* Start Material *
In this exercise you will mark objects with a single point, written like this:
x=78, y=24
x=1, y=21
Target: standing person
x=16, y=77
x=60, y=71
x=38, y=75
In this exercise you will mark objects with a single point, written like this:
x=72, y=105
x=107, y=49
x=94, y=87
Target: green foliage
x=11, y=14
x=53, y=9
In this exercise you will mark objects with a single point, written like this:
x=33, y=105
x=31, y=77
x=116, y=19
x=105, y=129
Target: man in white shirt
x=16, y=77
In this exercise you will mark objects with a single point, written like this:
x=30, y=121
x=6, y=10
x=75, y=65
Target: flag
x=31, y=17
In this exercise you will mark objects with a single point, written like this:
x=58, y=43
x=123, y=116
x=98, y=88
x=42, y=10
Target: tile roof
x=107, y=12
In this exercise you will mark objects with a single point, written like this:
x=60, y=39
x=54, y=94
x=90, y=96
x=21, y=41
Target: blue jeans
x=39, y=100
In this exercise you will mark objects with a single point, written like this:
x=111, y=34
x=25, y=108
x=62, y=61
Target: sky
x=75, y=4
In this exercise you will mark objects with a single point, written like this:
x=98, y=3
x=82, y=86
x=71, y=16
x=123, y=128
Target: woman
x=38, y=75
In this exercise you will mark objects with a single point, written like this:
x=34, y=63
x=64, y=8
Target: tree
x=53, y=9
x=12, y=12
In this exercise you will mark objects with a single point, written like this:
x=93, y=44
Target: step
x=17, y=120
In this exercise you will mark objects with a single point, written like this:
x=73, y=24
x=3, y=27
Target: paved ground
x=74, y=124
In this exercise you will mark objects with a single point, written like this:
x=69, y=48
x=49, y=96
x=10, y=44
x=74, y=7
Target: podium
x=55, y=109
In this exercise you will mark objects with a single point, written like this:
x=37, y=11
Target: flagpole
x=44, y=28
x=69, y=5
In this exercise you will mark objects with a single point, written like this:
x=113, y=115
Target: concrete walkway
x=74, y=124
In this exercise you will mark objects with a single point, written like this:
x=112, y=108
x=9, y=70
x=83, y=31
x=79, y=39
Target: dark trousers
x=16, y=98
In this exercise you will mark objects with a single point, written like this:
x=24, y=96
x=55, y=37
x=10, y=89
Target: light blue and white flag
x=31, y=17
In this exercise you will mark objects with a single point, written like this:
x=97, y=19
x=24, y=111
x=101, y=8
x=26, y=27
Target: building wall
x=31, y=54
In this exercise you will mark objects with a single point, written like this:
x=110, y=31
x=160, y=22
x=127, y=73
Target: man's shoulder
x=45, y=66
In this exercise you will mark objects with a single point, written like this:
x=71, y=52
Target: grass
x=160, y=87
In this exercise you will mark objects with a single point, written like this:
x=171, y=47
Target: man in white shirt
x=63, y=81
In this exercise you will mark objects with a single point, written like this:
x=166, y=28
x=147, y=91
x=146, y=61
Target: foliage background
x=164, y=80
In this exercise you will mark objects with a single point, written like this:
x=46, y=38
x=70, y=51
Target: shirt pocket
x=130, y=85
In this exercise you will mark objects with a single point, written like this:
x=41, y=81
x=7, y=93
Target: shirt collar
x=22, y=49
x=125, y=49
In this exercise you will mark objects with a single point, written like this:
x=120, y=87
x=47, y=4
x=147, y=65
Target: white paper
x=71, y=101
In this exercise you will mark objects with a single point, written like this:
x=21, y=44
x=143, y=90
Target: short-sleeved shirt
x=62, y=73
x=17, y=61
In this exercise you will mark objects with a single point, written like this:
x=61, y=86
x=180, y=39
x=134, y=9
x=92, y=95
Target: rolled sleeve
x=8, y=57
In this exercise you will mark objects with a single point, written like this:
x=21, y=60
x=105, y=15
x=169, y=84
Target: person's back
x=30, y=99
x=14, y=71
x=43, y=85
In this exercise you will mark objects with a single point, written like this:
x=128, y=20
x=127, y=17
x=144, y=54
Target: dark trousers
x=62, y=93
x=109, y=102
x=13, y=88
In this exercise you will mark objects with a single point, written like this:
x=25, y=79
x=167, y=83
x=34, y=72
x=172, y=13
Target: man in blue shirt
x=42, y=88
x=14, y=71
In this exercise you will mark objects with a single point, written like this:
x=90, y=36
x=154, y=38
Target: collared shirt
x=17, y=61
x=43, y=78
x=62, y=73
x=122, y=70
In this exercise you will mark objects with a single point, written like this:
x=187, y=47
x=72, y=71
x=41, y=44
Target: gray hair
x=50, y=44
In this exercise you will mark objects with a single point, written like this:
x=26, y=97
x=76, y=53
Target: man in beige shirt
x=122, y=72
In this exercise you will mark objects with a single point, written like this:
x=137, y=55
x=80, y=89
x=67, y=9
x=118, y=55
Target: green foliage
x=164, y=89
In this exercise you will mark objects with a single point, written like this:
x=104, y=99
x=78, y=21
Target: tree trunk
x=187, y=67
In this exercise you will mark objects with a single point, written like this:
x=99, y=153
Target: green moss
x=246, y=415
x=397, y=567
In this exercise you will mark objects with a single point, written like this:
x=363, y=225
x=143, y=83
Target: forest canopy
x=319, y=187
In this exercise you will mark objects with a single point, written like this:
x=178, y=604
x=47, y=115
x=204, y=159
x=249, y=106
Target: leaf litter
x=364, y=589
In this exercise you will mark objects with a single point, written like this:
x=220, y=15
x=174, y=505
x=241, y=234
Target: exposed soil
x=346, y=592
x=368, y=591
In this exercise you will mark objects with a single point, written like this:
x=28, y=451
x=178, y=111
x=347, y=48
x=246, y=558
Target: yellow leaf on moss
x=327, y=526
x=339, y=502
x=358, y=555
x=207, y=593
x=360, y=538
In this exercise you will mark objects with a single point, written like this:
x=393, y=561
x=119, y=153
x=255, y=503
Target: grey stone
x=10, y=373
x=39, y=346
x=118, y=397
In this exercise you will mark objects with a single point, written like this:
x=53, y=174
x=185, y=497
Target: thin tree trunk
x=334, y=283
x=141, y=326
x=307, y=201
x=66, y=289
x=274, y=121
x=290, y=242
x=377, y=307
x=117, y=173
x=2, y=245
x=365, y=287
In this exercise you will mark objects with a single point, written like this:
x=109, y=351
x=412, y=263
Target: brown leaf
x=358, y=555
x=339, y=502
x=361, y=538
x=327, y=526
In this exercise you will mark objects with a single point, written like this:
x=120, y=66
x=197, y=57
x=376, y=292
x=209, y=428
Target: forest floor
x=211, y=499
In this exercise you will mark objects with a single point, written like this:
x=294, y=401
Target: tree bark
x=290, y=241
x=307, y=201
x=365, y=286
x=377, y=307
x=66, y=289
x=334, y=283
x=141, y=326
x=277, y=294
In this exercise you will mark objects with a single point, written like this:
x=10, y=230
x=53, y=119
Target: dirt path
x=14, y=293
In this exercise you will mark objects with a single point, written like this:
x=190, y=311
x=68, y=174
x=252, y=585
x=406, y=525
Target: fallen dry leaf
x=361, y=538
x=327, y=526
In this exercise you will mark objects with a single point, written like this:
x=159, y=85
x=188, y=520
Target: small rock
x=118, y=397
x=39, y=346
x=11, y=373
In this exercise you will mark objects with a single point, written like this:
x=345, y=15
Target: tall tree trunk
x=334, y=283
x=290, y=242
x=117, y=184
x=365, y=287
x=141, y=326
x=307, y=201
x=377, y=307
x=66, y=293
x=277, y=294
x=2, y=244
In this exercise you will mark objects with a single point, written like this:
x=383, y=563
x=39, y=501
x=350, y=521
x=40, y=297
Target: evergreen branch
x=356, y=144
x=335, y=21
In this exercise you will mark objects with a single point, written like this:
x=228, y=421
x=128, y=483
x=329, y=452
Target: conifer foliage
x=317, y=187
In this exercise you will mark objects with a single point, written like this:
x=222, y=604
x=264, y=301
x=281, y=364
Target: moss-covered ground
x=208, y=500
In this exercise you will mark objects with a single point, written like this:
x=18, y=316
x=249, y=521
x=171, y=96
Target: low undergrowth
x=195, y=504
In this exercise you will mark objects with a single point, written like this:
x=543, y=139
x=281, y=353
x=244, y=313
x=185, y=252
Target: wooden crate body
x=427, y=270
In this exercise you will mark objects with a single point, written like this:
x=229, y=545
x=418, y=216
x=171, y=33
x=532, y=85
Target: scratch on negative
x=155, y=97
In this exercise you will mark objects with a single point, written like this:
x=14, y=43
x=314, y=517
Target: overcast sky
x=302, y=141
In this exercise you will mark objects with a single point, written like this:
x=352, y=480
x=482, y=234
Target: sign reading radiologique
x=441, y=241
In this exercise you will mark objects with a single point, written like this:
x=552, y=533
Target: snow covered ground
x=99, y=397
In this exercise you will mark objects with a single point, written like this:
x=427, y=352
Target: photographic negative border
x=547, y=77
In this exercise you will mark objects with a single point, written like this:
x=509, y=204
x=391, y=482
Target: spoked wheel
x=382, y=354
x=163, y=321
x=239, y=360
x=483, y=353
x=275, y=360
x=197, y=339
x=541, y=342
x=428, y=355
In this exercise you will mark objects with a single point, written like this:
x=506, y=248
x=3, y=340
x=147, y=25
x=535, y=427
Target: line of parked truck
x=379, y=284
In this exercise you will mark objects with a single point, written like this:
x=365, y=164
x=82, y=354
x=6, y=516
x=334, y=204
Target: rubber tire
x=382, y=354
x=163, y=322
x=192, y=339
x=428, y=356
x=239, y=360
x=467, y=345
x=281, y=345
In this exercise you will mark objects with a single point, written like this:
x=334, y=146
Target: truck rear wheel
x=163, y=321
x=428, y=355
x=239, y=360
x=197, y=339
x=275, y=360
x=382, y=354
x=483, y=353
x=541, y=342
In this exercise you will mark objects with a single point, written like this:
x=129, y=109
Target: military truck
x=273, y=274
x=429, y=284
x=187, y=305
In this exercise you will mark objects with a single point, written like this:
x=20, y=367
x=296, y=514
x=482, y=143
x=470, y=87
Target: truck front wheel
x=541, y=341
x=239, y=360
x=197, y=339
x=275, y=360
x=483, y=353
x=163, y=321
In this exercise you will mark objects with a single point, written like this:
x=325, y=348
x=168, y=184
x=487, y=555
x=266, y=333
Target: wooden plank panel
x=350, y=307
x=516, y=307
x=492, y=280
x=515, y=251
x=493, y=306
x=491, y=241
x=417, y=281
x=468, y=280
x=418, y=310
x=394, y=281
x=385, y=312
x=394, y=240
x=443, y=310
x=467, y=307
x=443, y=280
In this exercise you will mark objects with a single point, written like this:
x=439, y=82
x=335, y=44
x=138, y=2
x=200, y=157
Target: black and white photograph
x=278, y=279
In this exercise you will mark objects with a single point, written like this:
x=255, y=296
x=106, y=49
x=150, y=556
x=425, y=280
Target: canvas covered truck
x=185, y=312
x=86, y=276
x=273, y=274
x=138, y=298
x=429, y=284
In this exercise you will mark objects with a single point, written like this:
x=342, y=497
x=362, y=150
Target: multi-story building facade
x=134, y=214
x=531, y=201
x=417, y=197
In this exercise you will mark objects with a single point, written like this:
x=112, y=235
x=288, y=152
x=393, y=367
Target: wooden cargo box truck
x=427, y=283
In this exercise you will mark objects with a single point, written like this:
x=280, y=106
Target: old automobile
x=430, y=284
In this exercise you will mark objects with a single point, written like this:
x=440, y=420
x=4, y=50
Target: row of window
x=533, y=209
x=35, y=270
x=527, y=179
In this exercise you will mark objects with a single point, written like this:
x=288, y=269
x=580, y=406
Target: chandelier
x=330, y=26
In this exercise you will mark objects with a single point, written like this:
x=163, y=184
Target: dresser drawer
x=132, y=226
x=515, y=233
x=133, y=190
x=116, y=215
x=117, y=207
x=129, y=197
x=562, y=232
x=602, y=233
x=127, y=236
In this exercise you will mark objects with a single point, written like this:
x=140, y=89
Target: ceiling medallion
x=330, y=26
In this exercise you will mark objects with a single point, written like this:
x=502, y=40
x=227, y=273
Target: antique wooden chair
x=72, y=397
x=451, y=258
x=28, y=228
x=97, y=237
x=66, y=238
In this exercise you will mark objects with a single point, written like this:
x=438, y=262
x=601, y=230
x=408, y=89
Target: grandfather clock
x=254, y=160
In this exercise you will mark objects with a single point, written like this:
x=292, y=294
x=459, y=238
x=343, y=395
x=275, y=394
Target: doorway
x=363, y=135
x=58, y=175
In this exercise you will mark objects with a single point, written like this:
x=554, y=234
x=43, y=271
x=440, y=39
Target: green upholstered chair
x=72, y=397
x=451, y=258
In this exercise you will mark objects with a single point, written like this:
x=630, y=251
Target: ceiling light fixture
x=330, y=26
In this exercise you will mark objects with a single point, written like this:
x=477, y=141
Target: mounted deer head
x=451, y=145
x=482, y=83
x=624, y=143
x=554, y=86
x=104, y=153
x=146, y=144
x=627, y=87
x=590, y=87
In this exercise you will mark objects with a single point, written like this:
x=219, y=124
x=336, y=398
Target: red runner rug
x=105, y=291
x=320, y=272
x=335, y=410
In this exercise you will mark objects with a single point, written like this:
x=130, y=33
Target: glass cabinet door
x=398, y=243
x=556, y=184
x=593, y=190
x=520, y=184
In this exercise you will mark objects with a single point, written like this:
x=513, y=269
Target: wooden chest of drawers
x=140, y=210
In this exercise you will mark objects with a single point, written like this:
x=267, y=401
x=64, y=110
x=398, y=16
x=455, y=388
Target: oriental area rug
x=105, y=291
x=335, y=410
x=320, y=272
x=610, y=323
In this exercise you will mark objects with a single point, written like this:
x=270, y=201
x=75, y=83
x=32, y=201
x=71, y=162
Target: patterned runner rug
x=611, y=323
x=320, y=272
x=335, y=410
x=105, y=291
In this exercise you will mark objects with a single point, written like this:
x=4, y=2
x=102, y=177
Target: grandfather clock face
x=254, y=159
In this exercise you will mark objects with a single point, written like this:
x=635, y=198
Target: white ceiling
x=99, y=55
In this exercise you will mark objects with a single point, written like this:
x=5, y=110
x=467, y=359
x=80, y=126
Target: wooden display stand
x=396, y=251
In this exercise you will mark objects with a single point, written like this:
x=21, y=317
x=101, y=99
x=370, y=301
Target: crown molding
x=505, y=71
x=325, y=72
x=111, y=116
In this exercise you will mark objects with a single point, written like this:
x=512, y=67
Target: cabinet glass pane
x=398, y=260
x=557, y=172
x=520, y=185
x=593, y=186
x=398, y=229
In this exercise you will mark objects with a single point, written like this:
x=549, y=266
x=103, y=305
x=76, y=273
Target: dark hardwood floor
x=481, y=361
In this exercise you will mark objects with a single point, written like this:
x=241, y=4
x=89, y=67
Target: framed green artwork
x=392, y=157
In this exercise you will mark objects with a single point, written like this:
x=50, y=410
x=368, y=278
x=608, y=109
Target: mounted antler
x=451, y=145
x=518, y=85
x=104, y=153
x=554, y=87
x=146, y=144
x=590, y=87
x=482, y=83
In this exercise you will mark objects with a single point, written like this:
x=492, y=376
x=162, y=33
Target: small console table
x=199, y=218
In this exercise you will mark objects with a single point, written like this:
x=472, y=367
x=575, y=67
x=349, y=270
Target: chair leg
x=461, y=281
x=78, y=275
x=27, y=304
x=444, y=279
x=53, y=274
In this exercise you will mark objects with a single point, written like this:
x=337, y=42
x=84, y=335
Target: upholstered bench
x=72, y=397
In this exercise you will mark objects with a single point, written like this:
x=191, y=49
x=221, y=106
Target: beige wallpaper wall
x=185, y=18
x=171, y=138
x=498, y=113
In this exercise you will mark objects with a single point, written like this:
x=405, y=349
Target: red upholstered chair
* End Material *
* [The task]: Pull out each line of the data above that contains the word "shirt".

* [Final result]:
Target: man in white shirt
Target: man in white shirt
Target: shirt pocket
Target: shirt collar
Target: short-sleeved shirt
Target: man in blue shirt
Target: collared shirt
Target: man in beige shirt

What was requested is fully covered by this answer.